# [ABOUT THIS TASK]
Report every line of the records below that contains the word "floral".
[SUPPLIED ENTRIES — start]
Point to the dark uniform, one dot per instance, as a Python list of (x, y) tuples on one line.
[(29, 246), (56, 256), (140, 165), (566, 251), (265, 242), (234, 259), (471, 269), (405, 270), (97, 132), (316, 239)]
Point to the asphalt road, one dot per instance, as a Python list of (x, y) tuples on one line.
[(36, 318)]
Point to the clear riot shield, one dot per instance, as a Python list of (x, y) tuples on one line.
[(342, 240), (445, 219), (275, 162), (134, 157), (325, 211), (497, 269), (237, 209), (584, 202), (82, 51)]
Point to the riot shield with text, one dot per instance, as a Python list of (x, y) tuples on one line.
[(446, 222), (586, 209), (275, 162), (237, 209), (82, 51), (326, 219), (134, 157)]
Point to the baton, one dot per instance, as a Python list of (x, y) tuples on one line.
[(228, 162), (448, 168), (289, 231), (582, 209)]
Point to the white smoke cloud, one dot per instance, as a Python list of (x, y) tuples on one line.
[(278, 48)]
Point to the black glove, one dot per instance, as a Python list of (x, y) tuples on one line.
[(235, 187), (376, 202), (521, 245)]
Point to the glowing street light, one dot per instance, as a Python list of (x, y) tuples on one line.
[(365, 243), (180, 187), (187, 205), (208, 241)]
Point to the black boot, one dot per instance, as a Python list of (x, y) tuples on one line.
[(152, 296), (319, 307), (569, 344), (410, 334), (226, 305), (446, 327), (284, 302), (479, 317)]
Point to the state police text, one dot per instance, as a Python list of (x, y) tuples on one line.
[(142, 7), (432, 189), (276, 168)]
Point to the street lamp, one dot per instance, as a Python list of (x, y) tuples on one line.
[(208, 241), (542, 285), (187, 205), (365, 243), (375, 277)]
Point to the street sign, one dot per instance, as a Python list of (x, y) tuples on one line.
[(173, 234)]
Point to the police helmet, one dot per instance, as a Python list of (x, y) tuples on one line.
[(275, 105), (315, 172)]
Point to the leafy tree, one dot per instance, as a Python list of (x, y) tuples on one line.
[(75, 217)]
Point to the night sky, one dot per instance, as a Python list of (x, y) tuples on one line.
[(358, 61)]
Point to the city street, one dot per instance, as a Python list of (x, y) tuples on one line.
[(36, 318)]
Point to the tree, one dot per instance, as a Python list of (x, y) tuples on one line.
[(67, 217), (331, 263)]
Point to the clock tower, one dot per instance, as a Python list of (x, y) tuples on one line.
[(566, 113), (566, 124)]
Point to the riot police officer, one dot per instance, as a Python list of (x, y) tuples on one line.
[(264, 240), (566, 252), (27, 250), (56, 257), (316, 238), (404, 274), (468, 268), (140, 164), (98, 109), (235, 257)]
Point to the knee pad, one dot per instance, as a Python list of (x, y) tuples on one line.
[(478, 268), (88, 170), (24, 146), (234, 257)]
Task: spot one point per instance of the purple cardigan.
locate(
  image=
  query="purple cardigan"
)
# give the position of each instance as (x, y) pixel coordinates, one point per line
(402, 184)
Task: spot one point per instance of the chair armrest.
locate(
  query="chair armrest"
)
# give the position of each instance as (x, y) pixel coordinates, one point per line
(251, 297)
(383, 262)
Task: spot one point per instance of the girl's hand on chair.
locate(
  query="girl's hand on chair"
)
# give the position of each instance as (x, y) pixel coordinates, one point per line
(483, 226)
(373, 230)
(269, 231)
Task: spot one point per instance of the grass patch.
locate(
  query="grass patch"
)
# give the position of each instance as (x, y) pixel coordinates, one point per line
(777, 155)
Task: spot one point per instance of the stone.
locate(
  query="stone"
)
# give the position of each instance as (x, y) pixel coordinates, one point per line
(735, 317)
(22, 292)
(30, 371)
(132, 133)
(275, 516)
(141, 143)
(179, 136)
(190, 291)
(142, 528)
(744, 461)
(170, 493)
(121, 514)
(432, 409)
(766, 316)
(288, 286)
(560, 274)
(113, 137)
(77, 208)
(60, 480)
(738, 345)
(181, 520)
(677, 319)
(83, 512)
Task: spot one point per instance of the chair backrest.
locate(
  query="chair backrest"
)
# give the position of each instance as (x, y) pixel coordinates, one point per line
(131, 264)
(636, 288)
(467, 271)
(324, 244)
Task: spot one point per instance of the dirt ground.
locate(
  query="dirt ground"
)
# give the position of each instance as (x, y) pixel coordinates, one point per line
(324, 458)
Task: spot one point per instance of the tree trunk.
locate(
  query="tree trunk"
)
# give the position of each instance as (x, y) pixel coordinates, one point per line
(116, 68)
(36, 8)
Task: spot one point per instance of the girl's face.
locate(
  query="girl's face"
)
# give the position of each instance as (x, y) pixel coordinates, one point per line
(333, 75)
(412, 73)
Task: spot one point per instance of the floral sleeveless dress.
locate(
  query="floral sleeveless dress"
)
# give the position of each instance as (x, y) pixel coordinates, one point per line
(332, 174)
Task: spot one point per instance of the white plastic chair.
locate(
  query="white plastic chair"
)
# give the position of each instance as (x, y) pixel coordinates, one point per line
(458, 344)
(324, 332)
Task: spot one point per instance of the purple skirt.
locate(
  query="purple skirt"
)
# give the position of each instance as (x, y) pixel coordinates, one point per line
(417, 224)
[SUPPLIED ENTRIES — finish]
# [OUTPUT BELOW]
Task: spot one point per instance of the floral sleeveless dress.
  query="floral sleeveless dress"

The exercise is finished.